··· Source excerpt

The Bear’s Lair: Are we better off than in 2000?

The NASDAQ Composite Stock Index this week broke out to 14-year highs, reaching levels not seen since March 2000, within 10% of its all-time closing peak of 5,048.62 on March 10 of that year (by the end of that month it was already below current levels.) At that time I thought, along with many commentators, that absent major inflation we would not see that NASDAQ level again in our lifetimes – unlike the Dow Jones and S&P 500 indices, which were less egregiously overpriced. It is thus worth pondering why the index had reached such nosebleed levels again, and what about today’s environment might justify higher valuations than in 2000.

The NASDAQ composite index’s rise in the years before 2000 wasn’t exactly healthy. The index, whose base was 100 at its foundation in 1971, hit 1,000 only in July 1995, at a time when the market as a whole was already well into bubble mode and Fed chairman Alan Greenspan had already (five months earlier) taken the brakes off money supply creation. It rose moderately quickly to 2,000 in 1998 then accelerated as the dot-com bubble reached its apogee, with much of the hype surrounding an expected increase in tech spending by companies seeking to avoid the “Y2K” disaster in which supposedly all legacy computer systems would fail to account for the advent of the new millennium.

Needless to say, the predicted disaster didn’t happen, and one’s sympathy remains with the Italian trade minister who in January 2000 congratulated himself on having done nothing whatever to prepare for the supposed tech apocalypse. Nevertheless, even the passing without incident of the magic date did nothing to halt the rise in the NASDAQ index, which having passed 4,000 only in late December 1999 peaked at over 5,000 in March 2000.

The stock market’s rise in 1999-2000 was accompanied by frenzied day trading, mostly by amateurs who took advantage of the new connectivity of the Internet to lose their shirts. (Just because you’re using the latest technology to access something, that doesn’t mean it’s not a scam. Indeed, given the get-rich-quick mentality in the tech sector, it’s more likely to be.)

Those with market experience were cynical of the NASDAQ index’s rapid rise; in May 2000 Jim Cramer was already referring to its five leading companies as “Nazzdogs.” Interestingly, the Nazzdogs weren’t completely horrible investments; if you’d bought equal amounts of them at their peak you would by today have lost about half your money, which is a pretty good outcome for buying fashionable stocks at the top of the market and holding for 14 years.

Indeed, in Oracle you’d have broken even, and Intel, Applied Materials and Cisco haven’t been complete disasters, down between 30% and 70% from the peak. Only in Sun Microsystems would you have lost the great bulk of your money; it was taken over by Oracle in 2009 for about one twentieth of the peak stock price. That’s excluding dividends, too, which all four of the surviving companies now pay, and which over 14 years mount up.

······
··· Given information

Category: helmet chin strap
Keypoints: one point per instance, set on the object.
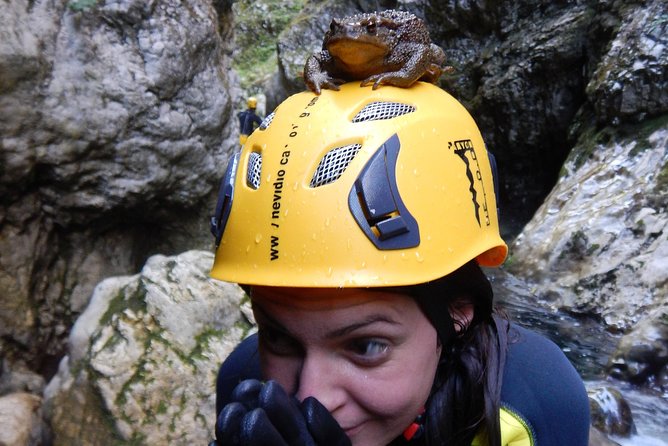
(416, 428)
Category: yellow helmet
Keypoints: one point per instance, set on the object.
(358, 188)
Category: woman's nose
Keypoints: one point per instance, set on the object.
(321, 380)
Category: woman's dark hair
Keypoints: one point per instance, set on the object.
(465, 397)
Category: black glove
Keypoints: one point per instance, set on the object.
(264, 415)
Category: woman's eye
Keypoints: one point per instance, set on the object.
(369, 348)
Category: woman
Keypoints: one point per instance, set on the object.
(358, 220)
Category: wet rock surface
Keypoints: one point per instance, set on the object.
(143, 357)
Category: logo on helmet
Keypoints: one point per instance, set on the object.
(465, 150)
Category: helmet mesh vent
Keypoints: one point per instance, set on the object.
(377, 111)
(254, 170)
(266, 121)
(333, 164)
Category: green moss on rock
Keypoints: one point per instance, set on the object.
(257, 26)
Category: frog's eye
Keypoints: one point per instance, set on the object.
(333, 25)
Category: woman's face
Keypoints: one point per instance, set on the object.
(369, 357)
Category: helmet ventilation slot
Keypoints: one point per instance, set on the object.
(254, 172)
(377, 111)
(333, 164)
(264, 125)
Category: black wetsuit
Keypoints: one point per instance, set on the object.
(541, 390)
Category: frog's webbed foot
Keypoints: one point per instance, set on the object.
(319, 81)
(395, 79)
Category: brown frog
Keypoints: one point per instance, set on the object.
(389, 47)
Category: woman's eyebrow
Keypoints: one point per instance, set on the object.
(269, 320)
(370, 320)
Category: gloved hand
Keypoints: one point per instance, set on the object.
(262, 414)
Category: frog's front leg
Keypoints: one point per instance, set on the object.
(406, 68)
(317, 73)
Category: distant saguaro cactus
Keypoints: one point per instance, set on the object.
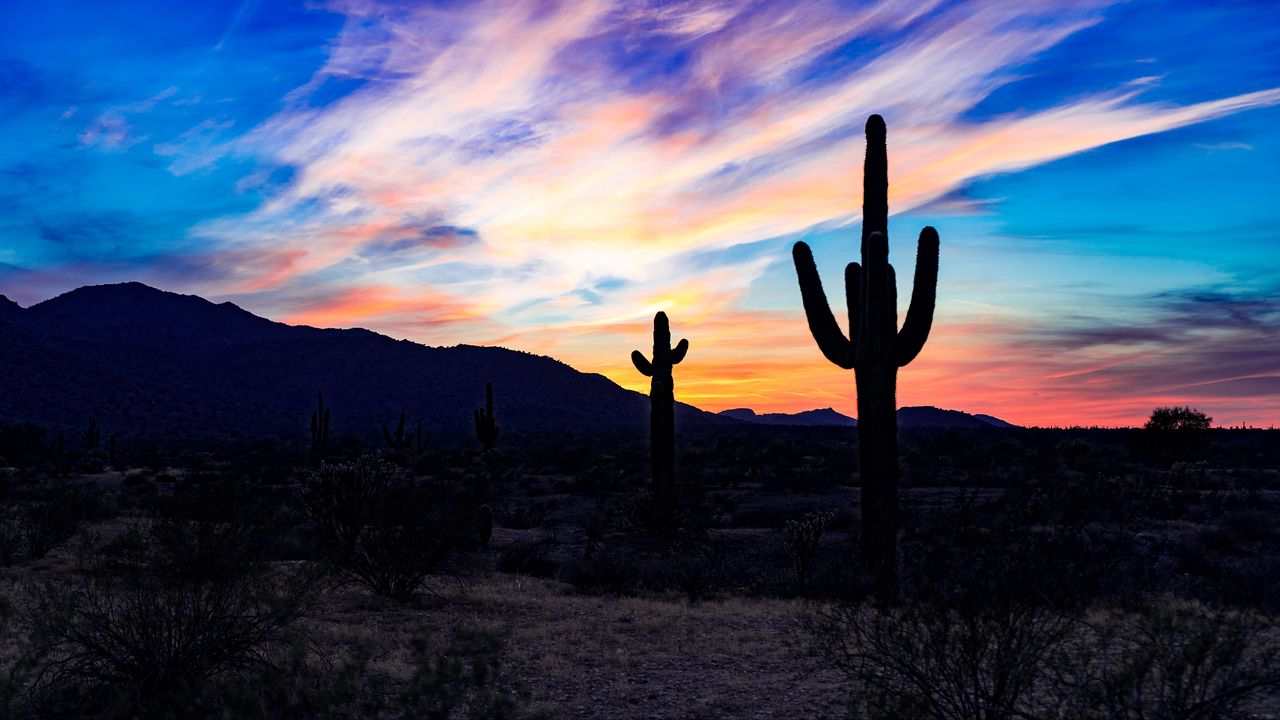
(398, 441)
(487, 429)
(662, 411)
(874, 350)
(484, 524)
(320, 428)
(92, 434)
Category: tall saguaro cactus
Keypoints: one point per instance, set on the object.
(487, 429)
(400, 442)
(662, 410)
(874, 350)
(320, 428)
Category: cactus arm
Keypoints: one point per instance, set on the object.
(822, 323)
(677, 352)
(641, 363)
(919, 314)
(853, 295)
(880, 291)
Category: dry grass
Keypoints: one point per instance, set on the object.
(577, 656)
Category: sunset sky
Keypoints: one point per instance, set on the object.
(1105, 178)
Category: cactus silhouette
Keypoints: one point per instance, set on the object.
(662, 411)
(487, 429)
(874, 350)
(400, 441)
(484, 524)
(92, 434)
(320, 428)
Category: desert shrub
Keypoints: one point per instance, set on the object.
(600, 573)
(1170, 660)
(170, 610)
(927, 660)
(457, 680)
(380, 528)
(526, 515)
(44, 516)
(1174, 433)
(801, 538)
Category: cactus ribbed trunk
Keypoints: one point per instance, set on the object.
(662, 411)
(877, 461)
(662, 440)
(874, 349)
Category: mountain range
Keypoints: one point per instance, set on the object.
(913, 417)
(149, 363)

······

**What you should do**.
Answer these from the NASDAQ column:
1. What was the index's all-time closing peak, and on what date was it reached?
2. In what month and year did the index first hit 1,000?
3. Which company took over Sun Microsystems, and in what year?
The lines are separate material, unrelated to the NASDAQ column.

**Written answer**.
1. 5,048.62, on March 10, 2000.
2. July 1995.
3. Oracle, in 2009.